# Instructions to follow
Say only how many lines in the entries below contain the word "target".

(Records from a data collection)
--------------------------------
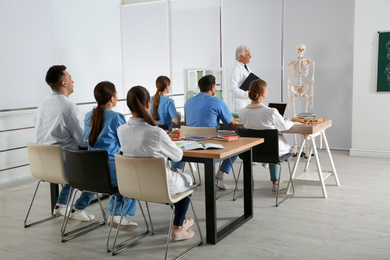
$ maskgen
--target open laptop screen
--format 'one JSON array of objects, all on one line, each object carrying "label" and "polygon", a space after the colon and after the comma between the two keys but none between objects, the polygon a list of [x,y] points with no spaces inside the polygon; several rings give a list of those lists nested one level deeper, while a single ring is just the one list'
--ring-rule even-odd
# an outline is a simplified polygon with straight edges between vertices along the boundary
[{"label": "open laptop screen", "polygon": [[284,111],[286,110],[286,106],[287,106],[286,103],[269,103],[268,104],[268,107],[276,108],[282,116],[284,115]]}]

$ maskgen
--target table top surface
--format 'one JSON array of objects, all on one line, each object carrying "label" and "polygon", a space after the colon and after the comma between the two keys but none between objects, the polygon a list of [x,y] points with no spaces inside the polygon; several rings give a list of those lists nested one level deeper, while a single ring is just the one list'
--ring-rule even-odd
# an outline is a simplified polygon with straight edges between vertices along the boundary
[{"label": "table top surface", "polygon": [[289,130],[281,133],[311,135],[323,131],[332,126],[332,120],[327,119],[322,123],[293,125]]},{"label": "table top surface", "polygon": [[264,138],[249,138],[240,137],[234,141],[217,141],[217,140],[204,140],[202,143],[213,143],[221,144],[224,149],[200,149],[200,150],[189,150],[183,149],[183,156],[197,157],[197,158],[210,158],[210,159],[222,159],[231,156],[235,153],[241,152],[258,144],[264,142]]}]

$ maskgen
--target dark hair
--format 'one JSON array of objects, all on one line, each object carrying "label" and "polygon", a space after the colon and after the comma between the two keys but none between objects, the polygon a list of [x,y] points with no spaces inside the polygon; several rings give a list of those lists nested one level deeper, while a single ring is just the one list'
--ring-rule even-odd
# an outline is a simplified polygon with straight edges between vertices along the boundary
[{"label": "dark hair", "polygon": [[202,92],[207,92],[215,85],[215,77],[213,75],[206,75],[198,81],[199,89]]},{"label": "dark hair", "polygon": [[262,79],[256,79],[251,82],[249,85],[248,97],[251,100],[258,100],[261,95],[263,95],[265,88],[267,87],[267,82]]},{"label": "dark hair", "polygon": [[103,129],[104,123],[104,109],[103,106],[107,104],[112,97],[115,96],[115,85],[109,81],[102,81],[98,83],[93,90],[93,94],[98,103],[97,107],[93,109],[91,117],[91,133],[89,133],[88,143],[91,147],[95,145],[95,142]]},{"label": "dark hair", "polygon": [[52,90],[59,90],[61,82],[64,80],[66,67],[64,65],[54,65],[46,73],[46,83]]},{"label": "dark hair", "polygon": [[146,112],[145,107],[150,100],[149,92],[142,86],[134,86],[127,92],[127,106],[131,112],[137,113],[150,125],[156,125],[153,118]]},{"label": "dark hair", "polygon": [[158,120],[158,104],[160,103],[161,93],[171,84],[171,80],[166,76],[160,76],[156,79],[156,94],[154,94],[153,119]]}]

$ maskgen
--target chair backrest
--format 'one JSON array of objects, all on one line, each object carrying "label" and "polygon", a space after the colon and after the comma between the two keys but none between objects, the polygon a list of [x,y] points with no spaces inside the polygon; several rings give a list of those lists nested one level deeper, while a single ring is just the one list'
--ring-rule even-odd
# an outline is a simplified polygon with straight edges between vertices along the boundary
[{"label": "chair backrest", "polygon": [[160,127],[163,130],[169,130],[169,126],[168,125],[157,125],[157,126]]},{"label": "chair backrest", "polygon": [[264,143],[252,148],[253,162],[278,163],[279,160],[279,133],[277,129],[255,130],[239,128],[241,137],[264,138]]},{"label": "chair backrest", "polygon": [[164,158],[115,155],[120,194],[136,200],[171,203]]},{"label": "chair backrest", "polygon": [[107,151],[65,148],[68,183],[73,188],[96,193],[117,192],[111,185]]},{"label": "chair backrest", "polygon": [[214,137],[217,135],[217,128],[215,127],[195,127],[195,126],[185,126],[180,127],[180,132],[182,136],[207,136]]},{"label": "chair backrest", "polygon": [[67,184],[61,145],[27,143],[31,175],[51,183]]}]

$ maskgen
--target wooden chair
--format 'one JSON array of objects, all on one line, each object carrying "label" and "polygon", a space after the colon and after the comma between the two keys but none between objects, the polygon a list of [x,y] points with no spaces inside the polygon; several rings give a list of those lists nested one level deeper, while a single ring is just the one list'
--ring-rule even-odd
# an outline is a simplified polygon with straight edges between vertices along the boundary
[{"label": "wooden chair", "polygon": [[42,145],[28,142],[27,152],[30,161],[31,175],[39,179],[39,181],[37,183],[37,187],[35,188],[30,207],[28,208],[27,215],[24,220],[25,228],[58,217],[52,215],[53,213],[51,212],[50,217],[27,224],[27,219],[37,194],[39,184],[41,182],[68,184],[64,169],[62,149],[60,145]]},{"label": "wooden chair", "polygon": [[[241,137],[258,137],[258,138],[264,138],[264,143],[256,145],[252,148],[252,157],[253,162],[259,162],[259,163],[274,163],[280,165],[280,171],[279,171],[279,184],[278,184],[278,190],[276,193],[276,204],[275,206],[279,206],[282,202],[284,202],[286,199],[289,199],[294,196],[295,190],[294,190],[294,183],[292,179],[292,172],[290,168],[290,162],[289,159],[292,157],[292,153],[287,153],[282,156],[279,156],[279,132],[277,129],[266,129],[266,130],[254,130],[254,129],[245,129],[245,128],[239,128],[238,129],[238,135]],[[290,173],[290,180],[289,185],[291,184],[291,187],[293,189],[293,193],[290,195],[287,195],[282,201],[279,202],[279,185],[280,185],[280,178],[282,175],[282,166],[281,163],[286,161],[288,164],[288,169]],[[241,168],[241,167],[240,167]],[[239,178],[239,176],[238,176]],[[237,182],[238,182],[237,178]],[[237,190],[237,182],[236,182],[236,190]],[[234,199],[235,199],[234,194]]]},{"label": "wooden chair", "polygon": [[[167,244],[165,250],[165,259],[166,259],[168,255],[170,238],[171,238],[171,231],[172,231],[172,224],[173,224],[173,217],[174,217],[174,203],[191,195],[196,190],[196,188],[192,188],[184,192],[181,192],[179,194],[175,194],[171,196],[169,193],[168,177],[167,177],[164,158],[134,158],[134,157],[128,157],[128,156],[116,154],[115,164],[116,164],[116,173],[118,177],[119,192],[125,197],[136,199],[138,201],[145,201],[147,213],[149,217],[149,223],[147,222],[145,215],[143,214],[147,226],[146,232],[136,237],[132,237],[120,243],[119,245],[116,245],[116,240],[117,240],[118,230],[119,230],[118,227],[118,230],[115,235],[112,254],[116,255],[122,252],[123,250],[125,250],[126,248],[132,246],[143,237],[153,235],[154,233],[153,222],[150,216],[148,202],[154,202],[154,203],[168,204],[171,207],[171,220],[169,223]],[[126,203],[127,201],[125,202],[125,204]],[[185,251],[178,258],[184,256],[188,252],[192,251],[196,247],[203,244],[202,233],[200,230],[198,218],[196,217],[191,199],[190,199],[190,204],[191,204],[192,211],[194,213],[194,219],[196,225],[199,230],[200,242],[197,245]],[[141,207],[141,204],[139,205],[143,213],[144,211]],[[121,219],[122,218],[123,218],[123,212],[121,215]],[[151,230],[149,230],[149,224]]]}]

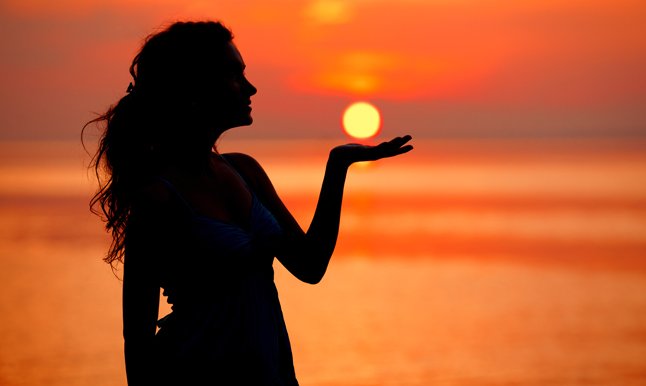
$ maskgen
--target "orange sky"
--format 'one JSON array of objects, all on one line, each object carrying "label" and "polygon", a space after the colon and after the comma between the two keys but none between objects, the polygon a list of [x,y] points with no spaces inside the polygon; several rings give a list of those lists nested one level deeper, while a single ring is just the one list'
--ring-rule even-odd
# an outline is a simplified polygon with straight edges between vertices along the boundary
[{"label": "orange sky", "polygon": [[384,135],[646,134],[643,1],[5,0],[0,139],[76,138],[146,34],[209,18],[260,90],[236,135],[340,135],[355,99]]}]

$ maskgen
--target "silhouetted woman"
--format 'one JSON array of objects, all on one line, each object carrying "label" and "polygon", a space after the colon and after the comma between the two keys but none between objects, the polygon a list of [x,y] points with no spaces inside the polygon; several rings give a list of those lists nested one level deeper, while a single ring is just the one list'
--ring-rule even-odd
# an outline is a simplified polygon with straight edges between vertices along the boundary
[{"label": "silhouetted woman", "polygon": [[[348,167],[412,149],[408,136],[332,149],[304,232],[252,157],[215,147],[224,131],[251,124],[257,90],[244,70],[220,23],[175,23],[146,39],[128,93],[92,121],[104,127],[92,207],[113,236],[105,260],[124,264],[131,386],[297,385],[274,257],[318,283]],[[173,311],[158,321],[160,288]]]}]

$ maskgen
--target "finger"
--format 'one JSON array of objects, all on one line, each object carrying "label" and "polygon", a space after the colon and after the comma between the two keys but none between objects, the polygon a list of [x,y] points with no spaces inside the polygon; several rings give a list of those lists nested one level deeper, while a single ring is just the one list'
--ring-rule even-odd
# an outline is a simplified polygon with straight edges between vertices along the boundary
[{"label": "finger", "polygon": [[390,157],[396,157],[400,154],[408,153],[409,151],[413,150],[412,145],[406,145],[404,147],[398,147],[398,148],[392,148],[388,150],[384,150],[380,152],[379,154],[375,154],[376,159],[380,158],[390,158]]},{"label": "finger", "polygon": [[397,156],[397,155],[400,155],[400,154],[408,153],[411,150],[413,150],[413,146],[412,145],[406,145],[404,147],[398,147],[397,149],[391,150],[385,156],[386,157],[394,157],[394,156]]},{"label": "finger", "polygon": [[393,140],[393,141],[397,141],[397,140],[401,140],[401,141],[410,141],[412,138],[413,138],[413,137],[411,137],[410,135],[406,134],[406,135],[404,135],[404,136],[402,136],[402,137],[395,137],[395,138],[393,138],[392,140]]},{"label": "finger", "polygon": [[413,137],[411,137],[411,136],[410,136],[410,135],[408,135],[408,134],[406,134],[406,135],[405,135],[405,136],[403,136],[403,137],[397,137],[397,138],[401,138],[401,140],[402,140],[402,142],[403,142],[403,143],[406,143],[406,142],[410,141],[411,139],[413,139]]},{"label": "finger", "polygon": [[413,150],[413,145],[406,145],[404,147],[399,148],[399,154],[408,153],[411,150]]},{"label": "finger", "polygon": [[388,141],[388,144],[390,144],[391,146],[401,147],[403,144],[410,141],[411,139],[413,139],[413,137],[411,137],[410,135],[405,135],[403,137],[395,137],[390,141]]},{"label": "finger", "polygon": [[410,135],[405,135],[403,137],[395,137],[390,141],[382,142],[379,145],[373,147],[374,157],[384,158],[384,157],[393,157],[399,154],[407,153],[413,149],[411,145],[402,147],[406,142],[410,141],[412,137]]}]

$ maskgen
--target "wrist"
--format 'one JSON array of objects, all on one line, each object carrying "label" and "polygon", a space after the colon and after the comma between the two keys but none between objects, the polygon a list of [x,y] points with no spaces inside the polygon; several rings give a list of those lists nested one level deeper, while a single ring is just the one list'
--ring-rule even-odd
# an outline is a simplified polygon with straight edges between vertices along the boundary
[{"label": "wrist", "polygon": [[352,165],[352,162],[340,154],[338,149],[334,148],[330,150],[330,154],[327,159],[327,166],[335,169],[348,169]]}]

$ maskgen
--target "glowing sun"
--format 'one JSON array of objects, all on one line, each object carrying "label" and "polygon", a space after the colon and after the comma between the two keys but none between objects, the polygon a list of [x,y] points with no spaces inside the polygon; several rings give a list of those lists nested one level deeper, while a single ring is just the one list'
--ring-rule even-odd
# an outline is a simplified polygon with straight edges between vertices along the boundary
[{"label": "glowing sun", "polygon": [[379,110],[370,103],[356,102],[343,112],[343,130],[352,138],[372,138],[381,128]]}]

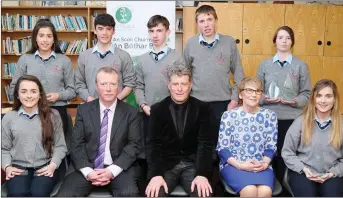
--------------------------------
# Result of this exercise
10